WHAT YOU SHOULD DO: Can you reproduce the text of the article on the CURB Debt Collectors Act word for word, from "The bill, H.R." up to and including "by clicking here."?

GIVEN PASSAGE:
»»
Bill Introduced to Keep ‘Predatory’ Collectors From Accessing PPP Loans

A bill has been introduced in the House of Representatives that seeks to cut off any debt collector from receiving additional funds under the Paycheck Protection Program if that collector has been found to have violated any provision of the Fair Debt Collection Practices Act by a federal agency or an action brought in a court of competent jurisdiction.

The bill, H.R. 2296, is called the Ceasing Undeserved Relief Benefits for Debt Collectors Act for 2021, or the CURB Debt Collectors Act, and was introduced on April 1 by Rep. Suzanne Bonamici [D-Ore.]. It is being co-sponsored by nine other House Democrats and has been referred to the House Committee on Small Business for its consideration. A copy of the text of the bill can be accessed by clicking here.

“The Paycheck Protection Program was designed to provide a lifeline to the many small business owners who are trying hard to keep their businesses afloat during the pandemic,” said Rep. Bonamici in a statement. “It is unacceptable that predatory debt collectors have been able to take advantage of this program, diverting funding away from small businesses that desperately need help during this economic crisis. The CURB Debt Collectors Act will put an end to this exploitative practice.” 

The bill appears to be a direct result of an article that was published in the Washington Post in January that analyzed the funds that collectors had received under the PPP and tied those collectors to complaints that had been made about them by consumers to either the Federal Trade Commission or the Consumer Financial Protection Bureau. The report indicated that collectors had received more than $580 million in loans, and that 170 of those recipients were the subject of at least 100 complaints by consumers with the CFPB and that 25 have been “subject to legal enforcement or consumer alerts” either by the CFPB or the FTC.

The PPP was created under the CARES Act last year and offered low-interest loans to help businesses pay their payroll and certain other expenses during the COVID-19 pandemic. If the businesses met certain conditions, like not laying off employees, the loans they received could be partially or totally forgiven.
««
RECORDED DATA:
»»
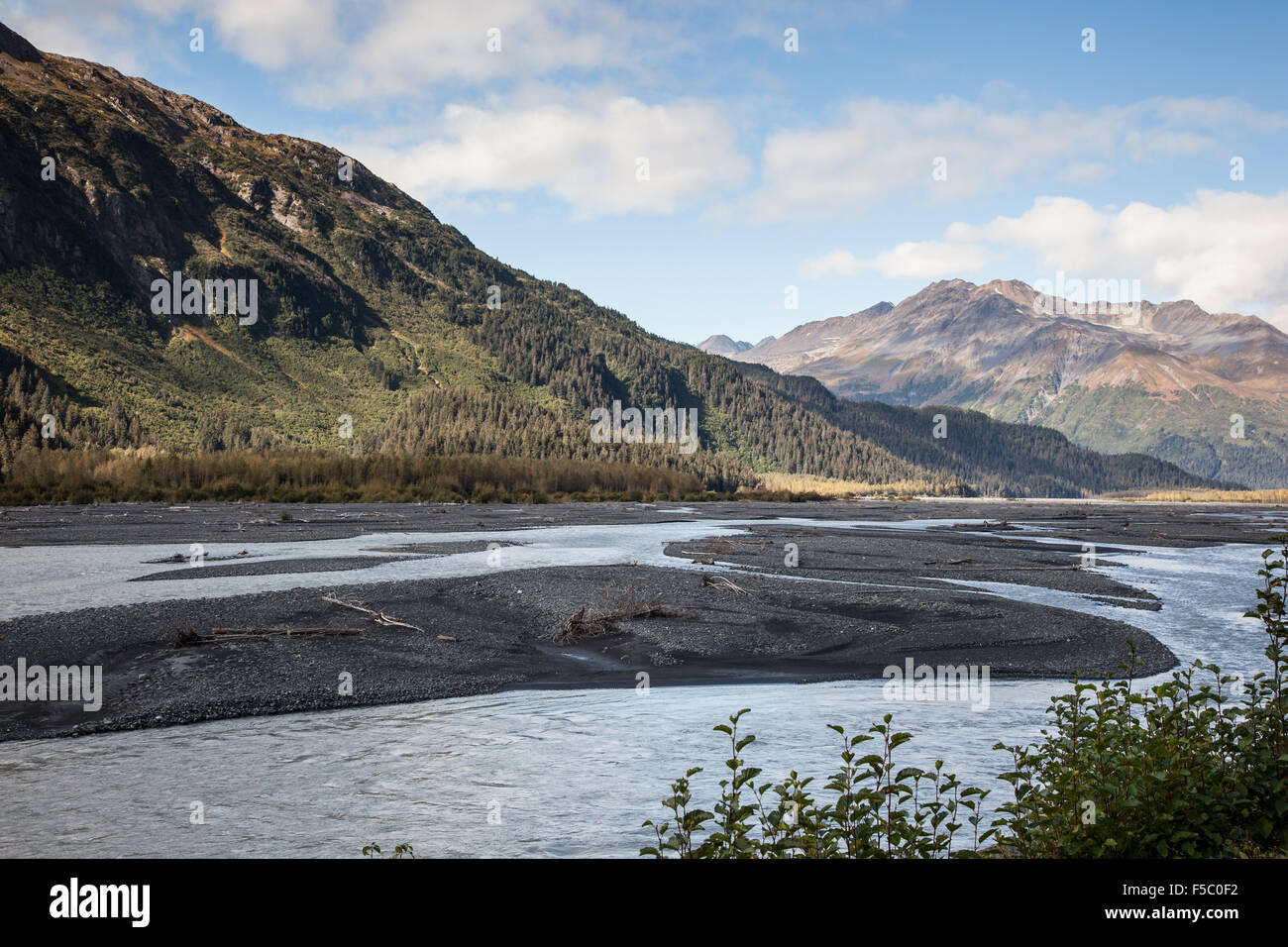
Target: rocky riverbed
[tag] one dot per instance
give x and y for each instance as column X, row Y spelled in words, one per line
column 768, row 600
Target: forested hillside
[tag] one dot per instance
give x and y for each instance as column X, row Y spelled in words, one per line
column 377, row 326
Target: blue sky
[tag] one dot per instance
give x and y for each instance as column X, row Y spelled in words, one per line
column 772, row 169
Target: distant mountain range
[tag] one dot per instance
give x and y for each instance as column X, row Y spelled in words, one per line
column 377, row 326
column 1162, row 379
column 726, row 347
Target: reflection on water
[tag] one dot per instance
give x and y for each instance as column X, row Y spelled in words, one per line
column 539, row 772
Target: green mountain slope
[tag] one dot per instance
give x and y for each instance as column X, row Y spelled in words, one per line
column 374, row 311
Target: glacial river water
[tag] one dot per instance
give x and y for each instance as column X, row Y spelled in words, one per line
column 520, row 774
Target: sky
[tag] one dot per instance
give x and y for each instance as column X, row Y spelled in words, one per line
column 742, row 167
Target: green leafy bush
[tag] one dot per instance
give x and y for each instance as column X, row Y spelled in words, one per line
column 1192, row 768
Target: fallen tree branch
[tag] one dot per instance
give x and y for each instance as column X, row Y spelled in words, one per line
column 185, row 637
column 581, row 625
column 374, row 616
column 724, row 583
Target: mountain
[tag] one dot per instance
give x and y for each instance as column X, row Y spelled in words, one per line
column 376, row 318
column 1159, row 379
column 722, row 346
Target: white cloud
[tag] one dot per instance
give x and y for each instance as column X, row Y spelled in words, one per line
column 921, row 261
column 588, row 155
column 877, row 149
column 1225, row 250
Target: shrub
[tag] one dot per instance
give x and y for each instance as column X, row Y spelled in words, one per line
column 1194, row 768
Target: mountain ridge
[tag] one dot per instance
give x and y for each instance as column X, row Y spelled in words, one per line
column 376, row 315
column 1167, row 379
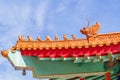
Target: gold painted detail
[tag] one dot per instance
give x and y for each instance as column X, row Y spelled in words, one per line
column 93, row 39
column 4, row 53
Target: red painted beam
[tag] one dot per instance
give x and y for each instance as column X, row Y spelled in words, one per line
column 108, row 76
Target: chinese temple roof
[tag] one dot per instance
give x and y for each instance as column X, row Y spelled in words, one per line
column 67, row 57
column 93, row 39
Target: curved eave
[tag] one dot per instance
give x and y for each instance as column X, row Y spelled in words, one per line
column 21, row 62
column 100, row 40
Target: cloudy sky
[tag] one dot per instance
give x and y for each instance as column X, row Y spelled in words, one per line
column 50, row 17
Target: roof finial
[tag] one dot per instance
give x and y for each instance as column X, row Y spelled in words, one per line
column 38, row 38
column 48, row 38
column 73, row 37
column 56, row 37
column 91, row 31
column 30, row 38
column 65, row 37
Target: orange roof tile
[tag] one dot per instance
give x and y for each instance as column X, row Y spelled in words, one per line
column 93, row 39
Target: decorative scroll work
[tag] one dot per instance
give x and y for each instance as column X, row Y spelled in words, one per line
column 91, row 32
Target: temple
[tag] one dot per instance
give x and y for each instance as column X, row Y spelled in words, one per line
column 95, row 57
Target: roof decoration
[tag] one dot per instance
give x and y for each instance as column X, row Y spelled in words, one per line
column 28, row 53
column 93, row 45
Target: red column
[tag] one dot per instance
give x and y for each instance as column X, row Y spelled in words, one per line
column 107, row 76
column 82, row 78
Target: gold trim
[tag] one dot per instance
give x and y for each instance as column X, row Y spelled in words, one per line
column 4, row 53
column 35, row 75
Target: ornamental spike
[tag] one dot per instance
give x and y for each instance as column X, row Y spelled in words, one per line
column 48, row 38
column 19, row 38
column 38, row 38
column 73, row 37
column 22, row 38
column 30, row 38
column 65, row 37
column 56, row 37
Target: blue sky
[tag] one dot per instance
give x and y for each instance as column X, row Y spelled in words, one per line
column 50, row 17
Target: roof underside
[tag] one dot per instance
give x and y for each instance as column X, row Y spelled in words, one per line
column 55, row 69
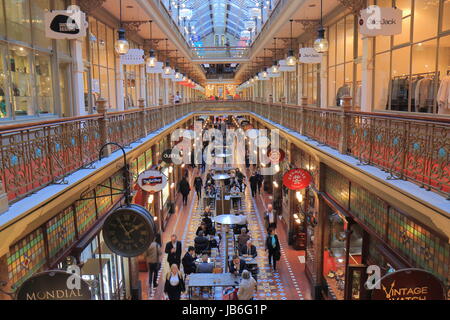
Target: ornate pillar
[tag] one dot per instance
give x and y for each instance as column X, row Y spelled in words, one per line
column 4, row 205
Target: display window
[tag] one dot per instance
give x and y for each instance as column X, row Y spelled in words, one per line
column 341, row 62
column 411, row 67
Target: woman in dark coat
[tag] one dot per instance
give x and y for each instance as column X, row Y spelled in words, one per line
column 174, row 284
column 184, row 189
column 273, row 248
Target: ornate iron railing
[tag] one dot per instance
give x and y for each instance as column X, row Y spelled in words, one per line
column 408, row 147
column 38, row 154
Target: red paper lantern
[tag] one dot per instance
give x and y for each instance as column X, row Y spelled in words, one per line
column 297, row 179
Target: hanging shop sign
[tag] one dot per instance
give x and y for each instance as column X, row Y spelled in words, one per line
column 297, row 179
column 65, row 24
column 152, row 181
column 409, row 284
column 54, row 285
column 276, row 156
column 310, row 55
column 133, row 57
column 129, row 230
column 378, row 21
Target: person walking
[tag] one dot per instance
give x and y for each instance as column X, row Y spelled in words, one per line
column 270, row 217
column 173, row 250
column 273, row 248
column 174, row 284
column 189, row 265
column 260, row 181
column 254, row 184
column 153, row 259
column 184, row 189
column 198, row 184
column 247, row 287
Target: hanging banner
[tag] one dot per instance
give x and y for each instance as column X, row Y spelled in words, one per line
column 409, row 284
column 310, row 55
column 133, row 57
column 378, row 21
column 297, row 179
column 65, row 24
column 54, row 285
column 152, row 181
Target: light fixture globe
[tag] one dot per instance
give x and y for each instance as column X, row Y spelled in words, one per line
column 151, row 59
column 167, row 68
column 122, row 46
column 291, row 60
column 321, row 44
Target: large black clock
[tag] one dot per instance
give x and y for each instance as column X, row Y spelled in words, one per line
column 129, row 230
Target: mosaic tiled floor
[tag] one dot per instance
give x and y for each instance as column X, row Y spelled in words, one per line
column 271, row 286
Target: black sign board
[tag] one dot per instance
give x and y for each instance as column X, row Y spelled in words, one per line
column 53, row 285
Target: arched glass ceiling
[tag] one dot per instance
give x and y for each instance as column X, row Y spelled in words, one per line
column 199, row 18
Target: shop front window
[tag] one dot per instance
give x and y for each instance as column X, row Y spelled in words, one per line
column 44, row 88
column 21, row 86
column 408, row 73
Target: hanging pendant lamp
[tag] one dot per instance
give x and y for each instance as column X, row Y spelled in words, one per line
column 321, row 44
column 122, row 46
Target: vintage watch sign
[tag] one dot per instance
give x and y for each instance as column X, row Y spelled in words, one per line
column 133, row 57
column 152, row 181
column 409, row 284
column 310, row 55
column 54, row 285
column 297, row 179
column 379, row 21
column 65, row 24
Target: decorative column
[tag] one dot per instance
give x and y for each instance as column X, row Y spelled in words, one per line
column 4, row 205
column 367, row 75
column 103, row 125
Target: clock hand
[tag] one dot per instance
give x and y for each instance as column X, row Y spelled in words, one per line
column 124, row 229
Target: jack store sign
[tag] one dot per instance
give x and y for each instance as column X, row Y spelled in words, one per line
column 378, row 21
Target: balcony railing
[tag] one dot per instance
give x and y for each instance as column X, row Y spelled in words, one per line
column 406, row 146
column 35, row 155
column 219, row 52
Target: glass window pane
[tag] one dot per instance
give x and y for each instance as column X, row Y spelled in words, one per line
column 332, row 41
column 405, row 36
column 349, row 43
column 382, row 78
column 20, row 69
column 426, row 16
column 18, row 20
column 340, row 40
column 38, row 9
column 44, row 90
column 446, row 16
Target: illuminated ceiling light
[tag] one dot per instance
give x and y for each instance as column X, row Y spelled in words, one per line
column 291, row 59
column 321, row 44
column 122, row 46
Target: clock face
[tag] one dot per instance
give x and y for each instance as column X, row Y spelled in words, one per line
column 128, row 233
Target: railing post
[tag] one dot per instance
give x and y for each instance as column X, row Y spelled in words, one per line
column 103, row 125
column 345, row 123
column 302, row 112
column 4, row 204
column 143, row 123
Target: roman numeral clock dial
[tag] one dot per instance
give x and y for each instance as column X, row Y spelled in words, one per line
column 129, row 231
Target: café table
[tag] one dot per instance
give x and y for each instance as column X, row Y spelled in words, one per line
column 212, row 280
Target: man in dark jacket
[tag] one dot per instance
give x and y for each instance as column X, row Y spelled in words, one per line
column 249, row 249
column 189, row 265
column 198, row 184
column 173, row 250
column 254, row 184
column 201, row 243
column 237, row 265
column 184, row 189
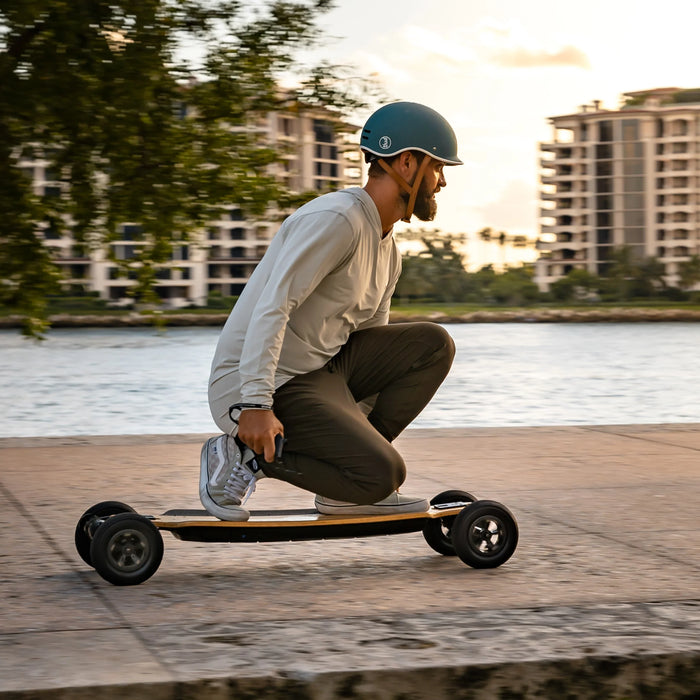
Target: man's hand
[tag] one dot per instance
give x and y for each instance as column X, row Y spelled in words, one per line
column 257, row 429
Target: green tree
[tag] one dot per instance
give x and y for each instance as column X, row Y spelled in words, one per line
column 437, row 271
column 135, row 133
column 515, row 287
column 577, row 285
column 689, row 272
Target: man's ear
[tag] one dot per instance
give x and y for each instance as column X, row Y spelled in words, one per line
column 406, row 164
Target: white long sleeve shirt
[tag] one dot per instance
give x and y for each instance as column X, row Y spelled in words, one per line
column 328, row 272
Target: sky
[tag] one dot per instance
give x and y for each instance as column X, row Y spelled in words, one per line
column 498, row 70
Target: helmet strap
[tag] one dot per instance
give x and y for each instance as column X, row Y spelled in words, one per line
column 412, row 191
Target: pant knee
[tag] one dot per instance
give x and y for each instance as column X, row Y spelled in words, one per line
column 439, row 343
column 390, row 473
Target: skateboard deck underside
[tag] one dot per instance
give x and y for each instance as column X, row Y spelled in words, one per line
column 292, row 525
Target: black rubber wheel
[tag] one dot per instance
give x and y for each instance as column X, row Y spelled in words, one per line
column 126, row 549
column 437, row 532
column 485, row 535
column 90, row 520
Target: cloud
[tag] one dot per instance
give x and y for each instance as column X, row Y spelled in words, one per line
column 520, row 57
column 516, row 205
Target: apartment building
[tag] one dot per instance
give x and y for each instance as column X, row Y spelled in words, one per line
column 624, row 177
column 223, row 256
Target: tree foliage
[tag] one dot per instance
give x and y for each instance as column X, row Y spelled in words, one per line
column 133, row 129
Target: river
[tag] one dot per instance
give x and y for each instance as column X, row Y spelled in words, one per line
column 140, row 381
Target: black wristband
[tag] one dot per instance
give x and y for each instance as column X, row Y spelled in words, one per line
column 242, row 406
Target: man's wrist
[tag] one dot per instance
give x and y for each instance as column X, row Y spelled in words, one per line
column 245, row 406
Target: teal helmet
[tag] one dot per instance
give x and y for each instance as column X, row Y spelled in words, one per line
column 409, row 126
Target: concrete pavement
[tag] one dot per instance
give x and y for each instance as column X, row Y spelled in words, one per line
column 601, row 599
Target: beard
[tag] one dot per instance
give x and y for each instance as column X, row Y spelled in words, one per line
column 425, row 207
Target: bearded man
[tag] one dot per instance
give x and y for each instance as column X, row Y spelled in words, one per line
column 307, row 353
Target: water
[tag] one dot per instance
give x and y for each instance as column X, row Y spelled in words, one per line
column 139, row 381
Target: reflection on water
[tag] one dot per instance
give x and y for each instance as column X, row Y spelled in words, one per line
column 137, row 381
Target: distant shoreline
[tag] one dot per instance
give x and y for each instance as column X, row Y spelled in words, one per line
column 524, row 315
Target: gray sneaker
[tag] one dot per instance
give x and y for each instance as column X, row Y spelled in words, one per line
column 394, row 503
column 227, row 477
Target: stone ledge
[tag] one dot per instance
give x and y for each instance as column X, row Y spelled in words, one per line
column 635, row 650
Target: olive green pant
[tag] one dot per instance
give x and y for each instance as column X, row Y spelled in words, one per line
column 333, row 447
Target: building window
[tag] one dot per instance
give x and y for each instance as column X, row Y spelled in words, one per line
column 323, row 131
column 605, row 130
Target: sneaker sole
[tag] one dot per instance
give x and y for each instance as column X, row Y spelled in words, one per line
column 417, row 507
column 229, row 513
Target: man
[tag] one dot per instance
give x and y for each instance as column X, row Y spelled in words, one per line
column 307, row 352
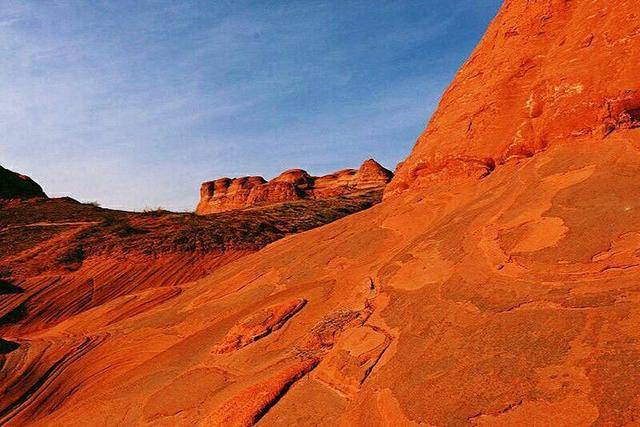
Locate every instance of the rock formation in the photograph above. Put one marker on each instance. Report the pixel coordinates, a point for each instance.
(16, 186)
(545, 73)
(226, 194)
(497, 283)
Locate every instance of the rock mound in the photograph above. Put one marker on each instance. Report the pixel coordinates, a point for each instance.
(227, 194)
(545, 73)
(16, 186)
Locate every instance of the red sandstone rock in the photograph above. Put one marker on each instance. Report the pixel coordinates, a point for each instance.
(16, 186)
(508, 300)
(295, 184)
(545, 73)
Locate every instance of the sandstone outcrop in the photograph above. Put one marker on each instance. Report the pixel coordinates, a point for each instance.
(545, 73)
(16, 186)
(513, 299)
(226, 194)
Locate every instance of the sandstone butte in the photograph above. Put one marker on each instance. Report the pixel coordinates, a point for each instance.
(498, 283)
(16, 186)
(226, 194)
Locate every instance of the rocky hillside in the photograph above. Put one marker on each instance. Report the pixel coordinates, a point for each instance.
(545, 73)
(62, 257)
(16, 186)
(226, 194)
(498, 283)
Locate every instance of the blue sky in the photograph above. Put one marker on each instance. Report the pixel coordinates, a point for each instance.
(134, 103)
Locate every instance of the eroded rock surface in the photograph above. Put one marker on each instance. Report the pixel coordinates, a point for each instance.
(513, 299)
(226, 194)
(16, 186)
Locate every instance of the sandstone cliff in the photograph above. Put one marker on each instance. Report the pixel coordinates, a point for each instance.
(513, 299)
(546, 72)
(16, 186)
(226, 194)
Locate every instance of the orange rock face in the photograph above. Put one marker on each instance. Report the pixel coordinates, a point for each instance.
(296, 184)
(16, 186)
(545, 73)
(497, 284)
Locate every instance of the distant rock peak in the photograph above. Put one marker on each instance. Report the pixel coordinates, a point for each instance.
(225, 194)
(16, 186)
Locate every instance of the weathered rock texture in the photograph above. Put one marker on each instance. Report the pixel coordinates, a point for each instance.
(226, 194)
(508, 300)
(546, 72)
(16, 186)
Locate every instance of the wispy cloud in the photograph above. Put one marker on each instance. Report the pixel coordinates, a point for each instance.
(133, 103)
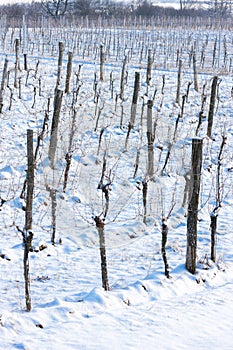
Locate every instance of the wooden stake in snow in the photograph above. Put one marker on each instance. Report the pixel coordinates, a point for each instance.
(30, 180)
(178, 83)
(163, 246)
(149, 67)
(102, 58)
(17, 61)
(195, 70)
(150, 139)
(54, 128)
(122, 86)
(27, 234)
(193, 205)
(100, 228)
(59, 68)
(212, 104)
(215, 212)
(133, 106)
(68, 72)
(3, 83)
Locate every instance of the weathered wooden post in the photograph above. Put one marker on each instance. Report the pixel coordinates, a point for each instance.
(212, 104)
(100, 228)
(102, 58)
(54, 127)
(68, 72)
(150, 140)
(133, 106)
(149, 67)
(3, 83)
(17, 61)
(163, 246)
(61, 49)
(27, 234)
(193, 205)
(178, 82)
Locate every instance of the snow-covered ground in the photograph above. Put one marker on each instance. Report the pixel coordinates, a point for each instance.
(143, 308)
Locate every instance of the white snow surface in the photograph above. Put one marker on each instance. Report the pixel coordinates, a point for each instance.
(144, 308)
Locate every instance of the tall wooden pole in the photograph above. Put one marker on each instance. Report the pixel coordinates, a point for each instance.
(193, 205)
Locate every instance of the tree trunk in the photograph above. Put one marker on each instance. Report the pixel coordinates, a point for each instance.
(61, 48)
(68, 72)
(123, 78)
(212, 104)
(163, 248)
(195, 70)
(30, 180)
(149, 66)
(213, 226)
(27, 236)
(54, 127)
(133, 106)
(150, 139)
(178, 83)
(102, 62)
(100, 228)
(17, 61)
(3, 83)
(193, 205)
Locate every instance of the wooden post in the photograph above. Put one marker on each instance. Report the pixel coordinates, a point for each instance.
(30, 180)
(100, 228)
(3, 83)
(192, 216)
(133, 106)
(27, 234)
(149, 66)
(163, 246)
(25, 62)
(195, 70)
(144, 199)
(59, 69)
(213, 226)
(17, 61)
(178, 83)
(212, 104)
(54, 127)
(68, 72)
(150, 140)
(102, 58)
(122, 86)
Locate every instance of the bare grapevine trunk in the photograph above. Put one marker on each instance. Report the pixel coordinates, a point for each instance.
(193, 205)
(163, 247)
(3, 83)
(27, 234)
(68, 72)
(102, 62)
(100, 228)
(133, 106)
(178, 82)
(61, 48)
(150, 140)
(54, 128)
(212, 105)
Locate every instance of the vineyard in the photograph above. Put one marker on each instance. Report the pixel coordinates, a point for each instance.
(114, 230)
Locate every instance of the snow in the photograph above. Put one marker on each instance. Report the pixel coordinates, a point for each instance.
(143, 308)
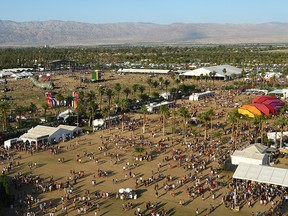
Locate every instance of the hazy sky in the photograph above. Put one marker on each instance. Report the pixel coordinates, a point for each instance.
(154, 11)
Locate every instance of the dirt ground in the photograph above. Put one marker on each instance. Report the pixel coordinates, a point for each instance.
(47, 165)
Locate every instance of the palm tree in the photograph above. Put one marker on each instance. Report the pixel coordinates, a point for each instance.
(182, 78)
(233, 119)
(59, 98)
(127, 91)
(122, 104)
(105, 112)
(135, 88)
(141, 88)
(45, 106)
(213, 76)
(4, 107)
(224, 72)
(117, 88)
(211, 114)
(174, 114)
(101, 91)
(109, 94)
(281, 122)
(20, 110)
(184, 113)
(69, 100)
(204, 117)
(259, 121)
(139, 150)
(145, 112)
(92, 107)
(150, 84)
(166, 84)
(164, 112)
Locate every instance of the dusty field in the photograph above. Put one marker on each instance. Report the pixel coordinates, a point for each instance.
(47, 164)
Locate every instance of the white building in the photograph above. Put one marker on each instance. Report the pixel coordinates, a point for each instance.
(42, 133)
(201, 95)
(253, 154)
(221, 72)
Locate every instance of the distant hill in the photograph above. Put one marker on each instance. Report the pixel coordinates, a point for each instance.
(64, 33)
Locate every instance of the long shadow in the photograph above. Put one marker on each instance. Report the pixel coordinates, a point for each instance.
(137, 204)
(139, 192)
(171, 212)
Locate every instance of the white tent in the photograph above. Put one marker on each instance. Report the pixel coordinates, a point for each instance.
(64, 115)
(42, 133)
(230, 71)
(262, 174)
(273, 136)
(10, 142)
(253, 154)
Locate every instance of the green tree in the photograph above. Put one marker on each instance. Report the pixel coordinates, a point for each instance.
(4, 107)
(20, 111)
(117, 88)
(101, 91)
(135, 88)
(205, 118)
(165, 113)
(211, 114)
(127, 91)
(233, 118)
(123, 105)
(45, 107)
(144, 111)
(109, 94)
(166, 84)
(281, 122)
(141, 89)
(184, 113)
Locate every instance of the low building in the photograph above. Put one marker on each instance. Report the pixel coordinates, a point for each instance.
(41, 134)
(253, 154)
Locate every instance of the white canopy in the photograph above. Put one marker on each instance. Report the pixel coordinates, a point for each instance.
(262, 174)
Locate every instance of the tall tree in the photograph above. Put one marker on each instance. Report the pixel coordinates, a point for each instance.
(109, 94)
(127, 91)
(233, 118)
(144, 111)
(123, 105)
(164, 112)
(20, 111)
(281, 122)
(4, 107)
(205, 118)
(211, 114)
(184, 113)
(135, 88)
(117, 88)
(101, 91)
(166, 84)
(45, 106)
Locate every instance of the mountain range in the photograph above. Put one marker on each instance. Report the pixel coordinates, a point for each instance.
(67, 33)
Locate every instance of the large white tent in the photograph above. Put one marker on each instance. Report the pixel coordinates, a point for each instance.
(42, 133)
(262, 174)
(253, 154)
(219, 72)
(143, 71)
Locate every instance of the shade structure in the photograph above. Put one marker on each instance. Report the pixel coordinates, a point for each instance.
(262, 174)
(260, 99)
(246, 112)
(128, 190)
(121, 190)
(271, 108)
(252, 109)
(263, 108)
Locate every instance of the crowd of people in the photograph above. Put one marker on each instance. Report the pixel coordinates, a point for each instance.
««
TASK RESPONSE:
The bill, H.R. 2296, is called the Ceasing Undeserved Relief Benefits for Debt Collectors Act for 2021, or the CURB Debt Collectors Act, and was introduced on April 1 by Rep. Suzanne Bonamici [D-Ore.]. It is being co-sponsored by nine other House Democrats and has been referred to the House Committee on Small Business for its consideration. A copy of the text of the bill can be accessed by clicking here.